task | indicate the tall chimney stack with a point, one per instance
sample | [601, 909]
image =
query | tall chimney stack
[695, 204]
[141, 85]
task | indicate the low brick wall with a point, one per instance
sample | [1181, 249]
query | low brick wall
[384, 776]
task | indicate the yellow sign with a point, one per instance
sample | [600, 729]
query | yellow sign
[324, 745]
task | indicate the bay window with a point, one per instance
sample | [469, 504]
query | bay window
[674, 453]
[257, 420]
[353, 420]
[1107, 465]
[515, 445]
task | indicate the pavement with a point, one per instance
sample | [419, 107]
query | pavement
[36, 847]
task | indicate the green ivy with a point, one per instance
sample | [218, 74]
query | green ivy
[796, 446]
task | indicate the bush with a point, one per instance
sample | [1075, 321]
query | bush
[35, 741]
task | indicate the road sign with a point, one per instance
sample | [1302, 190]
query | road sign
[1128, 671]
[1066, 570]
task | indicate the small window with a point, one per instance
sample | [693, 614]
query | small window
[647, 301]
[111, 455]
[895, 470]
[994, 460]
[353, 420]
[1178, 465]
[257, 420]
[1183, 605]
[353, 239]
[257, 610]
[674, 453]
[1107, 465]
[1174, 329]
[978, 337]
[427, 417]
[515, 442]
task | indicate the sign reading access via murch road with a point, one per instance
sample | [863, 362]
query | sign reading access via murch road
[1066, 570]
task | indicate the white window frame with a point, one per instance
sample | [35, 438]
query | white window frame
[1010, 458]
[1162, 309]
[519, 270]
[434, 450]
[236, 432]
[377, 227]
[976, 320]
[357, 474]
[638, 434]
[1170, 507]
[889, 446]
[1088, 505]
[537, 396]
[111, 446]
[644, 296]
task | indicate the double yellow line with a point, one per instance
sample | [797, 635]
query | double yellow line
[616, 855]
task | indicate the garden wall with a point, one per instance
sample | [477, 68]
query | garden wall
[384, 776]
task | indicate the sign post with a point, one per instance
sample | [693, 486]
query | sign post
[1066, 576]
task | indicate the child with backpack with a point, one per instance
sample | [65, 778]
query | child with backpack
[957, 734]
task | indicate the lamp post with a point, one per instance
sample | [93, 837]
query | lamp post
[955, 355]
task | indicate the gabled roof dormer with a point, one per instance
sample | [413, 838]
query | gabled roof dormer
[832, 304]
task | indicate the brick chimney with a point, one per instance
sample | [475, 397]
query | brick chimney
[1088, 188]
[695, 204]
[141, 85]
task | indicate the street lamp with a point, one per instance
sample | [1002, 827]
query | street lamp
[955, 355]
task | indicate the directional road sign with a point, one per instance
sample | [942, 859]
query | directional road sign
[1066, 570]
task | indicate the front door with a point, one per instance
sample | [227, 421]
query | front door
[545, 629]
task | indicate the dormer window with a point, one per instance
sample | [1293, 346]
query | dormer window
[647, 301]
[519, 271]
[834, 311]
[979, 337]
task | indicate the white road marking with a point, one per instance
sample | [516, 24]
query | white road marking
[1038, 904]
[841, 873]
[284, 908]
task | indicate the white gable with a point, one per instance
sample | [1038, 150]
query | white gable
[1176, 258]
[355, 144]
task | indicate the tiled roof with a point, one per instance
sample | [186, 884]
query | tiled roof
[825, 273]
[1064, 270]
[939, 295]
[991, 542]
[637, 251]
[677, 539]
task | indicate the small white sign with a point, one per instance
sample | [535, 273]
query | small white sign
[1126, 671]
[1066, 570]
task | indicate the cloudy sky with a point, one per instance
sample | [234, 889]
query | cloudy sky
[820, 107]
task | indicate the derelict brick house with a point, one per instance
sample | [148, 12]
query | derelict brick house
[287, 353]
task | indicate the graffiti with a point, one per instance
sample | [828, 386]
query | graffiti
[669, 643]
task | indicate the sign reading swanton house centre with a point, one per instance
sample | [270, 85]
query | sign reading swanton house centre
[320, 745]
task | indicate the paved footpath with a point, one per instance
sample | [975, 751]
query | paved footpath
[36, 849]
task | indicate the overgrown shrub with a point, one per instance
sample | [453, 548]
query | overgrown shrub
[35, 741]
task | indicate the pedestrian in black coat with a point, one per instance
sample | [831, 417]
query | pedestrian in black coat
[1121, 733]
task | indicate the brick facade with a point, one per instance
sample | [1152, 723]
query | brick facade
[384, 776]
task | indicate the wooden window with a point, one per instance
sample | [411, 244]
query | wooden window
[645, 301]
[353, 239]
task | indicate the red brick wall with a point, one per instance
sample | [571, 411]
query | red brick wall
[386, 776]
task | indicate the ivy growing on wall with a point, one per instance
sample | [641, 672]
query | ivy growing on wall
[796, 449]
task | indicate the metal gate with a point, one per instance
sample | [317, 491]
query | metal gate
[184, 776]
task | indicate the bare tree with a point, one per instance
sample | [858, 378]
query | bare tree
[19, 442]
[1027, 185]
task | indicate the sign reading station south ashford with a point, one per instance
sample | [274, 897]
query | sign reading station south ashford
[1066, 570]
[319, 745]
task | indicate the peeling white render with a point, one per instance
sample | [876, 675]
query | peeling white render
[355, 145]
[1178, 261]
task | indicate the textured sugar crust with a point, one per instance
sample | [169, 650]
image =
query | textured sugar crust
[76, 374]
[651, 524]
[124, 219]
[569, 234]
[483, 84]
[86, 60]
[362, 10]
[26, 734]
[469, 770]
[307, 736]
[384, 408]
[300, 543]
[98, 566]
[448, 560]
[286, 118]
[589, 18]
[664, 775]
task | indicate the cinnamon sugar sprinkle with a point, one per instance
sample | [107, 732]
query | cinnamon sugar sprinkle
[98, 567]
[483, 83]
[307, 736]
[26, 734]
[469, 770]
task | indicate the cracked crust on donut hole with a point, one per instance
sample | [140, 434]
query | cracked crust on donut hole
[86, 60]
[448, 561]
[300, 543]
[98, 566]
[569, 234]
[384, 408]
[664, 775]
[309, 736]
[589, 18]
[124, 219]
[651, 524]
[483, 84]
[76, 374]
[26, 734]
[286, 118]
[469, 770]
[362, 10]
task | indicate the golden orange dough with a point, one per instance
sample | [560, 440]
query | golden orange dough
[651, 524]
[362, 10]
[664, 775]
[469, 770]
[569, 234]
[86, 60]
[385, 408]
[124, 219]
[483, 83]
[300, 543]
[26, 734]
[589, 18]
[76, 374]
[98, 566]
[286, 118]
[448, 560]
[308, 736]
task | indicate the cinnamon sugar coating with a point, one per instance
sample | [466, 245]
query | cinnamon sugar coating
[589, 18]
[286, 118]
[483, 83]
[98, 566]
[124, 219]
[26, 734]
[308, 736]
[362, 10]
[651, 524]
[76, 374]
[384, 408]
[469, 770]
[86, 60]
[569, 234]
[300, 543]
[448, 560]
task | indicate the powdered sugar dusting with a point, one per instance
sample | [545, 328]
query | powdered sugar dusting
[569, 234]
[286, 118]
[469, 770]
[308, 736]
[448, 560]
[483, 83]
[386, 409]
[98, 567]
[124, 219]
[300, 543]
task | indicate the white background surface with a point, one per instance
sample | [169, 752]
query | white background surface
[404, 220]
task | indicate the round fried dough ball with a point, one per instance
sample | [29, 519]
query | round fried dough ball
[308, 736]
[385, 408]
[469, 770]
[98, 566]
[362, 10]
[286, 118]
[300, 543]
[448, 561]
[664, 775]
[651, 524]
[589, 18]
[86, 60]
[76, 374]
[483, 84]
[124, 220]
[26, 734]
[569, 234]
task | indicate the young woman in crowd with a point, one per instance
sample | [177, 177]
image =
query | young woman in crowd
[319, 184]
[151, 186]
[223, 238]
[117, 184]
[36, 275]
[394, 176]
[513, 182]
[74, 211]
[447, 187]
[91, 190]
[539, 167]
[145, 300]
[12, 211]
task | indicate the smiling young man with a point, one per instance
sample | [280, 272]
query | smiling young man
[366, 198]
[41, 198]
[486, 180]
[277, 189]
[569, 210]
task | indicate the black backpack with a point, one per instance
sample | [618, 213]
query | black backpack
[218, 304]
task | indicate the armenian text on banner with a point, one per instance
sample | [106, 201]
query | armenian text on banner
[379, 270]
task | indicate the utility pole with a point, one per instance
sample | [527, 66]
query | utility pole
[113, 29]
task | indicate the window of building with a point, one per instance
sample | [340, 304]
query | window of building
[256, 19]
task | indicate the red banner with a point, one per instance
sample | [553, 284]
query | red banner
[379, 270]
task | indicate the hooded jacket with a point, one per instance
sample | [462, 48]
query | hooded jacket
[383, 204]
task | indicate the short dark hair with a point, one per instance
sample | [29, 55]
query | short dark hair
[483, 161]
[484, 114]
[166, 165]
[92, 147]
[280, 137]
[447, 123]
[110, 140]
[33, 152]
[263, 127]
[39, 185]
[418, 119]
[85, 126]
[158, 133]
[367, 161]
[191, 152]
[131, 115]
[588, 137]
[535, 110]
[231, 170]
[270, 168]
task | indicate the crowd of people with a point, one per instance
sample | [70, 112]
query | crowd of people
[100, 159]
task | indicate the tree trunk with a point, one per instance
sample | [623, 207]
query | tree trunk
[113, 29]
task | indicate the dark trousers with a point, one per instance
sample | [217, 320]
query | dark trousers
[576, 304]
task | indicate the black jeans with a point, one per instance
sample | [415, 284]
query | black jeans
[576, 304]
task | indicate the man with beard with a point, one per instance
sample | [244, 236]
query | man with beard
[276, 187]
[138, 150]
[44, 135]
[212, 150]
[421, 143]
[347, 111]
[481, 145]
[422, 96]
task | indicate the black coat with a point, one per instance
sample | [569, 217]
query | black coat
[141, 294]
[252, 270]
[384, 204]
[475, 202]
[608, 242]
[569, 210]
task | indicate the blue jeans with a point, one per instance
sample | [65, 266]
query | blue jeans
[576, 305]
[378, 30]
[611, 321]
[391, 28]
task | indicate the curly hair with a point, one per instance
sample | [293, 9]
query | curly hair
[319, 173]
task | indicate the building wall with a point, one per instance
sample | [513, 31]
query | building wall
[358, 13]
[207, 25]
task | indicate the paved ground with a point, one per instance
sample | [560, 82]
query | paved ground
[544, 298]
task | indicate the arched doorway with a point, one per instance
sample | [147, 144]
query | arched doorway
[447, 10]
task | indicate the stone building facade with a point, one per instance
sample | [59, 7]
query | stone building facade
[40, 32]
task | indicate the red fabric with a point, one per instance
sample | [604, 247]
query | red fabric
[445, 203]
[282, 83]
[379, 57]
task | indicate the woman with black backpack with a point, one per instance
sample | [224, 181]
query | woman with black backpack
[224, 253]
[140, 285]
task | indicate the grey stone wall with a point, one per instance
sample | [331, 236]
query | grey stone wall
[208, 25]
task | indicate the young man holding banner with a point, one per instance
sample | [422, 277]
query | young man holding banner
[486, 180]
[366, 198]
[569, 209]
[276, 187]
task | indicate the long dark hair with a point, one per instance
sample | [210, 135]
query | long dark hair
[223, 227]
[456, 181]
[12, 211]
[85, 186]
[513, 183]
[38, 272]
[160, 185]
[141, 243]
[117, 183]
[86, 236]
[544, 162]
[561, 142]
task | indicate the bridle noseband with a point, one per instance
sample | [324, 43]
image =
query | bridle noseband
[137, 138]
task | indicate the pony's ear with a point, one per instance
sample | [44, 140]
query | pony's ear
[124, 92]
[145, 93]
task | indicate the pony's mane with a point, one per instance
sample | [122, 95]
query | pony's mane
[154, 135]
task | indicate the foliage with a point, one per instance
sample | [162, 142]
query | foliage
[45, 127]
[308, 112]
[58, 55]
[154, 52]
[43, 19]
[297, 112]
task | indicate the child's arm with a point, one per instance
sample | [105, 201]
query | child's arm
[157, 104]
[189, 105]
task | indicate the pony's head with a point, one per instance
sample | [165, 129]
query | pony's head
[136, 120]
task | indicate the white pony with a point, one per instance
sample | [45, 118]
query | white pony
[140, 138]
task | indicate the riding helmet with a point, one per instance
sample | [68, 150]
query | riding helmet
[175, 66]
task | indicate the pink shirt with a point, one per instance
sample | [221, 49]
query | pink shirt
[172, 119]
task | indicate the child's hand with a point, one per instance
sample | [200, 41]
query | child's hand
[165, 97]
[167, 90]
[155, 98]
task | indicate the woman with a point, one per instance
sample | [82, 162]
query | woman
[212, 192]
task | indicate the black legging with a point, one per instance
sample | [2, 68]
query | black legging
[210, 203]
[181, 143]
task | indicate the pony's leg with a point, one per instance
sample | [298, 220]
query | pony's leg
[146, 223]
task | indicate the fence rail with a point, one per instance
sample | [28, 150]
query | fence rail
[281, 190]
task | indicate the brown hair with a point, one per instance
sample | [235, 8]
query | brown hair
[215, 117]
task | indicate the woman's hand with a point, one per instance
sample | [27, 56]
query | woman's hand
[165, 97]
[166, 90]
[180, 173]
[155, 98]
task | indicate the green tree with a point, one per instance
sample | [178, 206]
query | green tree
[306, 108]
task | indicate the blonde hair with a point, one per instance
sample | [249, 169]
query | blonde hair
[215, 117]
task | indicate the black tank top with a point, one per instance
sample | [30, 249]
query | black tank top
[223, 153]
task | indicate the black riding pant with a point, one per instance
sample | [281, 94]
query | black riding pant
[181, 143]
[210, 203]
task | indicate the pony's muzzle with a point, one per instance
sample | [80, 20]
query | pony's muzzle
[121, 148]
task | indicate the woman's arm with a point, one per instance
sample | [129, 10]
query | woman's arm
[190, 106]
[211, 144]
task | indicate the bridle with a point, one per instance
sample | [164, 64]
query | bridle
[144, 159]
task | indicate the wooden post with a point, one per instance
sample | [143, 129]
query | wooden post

——

* GOAL OF THE EXERCISE: In the records above, find the line with "sample | [623, 207]"; write out exactly that line and each one after it, stopping after the line with "sample | [569, 217]".

* ANSWER SECTION:
sample | [623, 207]
query | tree trunk
[113, 29]
task | indicate the dark trousers with a point, one per instance
sample | [217, 320]
query | dark trousers
[576, 304]
task | indicate the black jeans with a point, one per instance
sample | [415, 284]
query | black jeans
[576, 304]
task | indicate the man with beard with a point, one per instance
sample | [244, 236]
query | man with beard
[276, 187]
[138, 150]
[44, 135]
[212, 150]
[421, 143]
[347, 111]
[481, 145]
[422, 96]
task | indicate the black coat with a point, one per instance
sample | [569, 217]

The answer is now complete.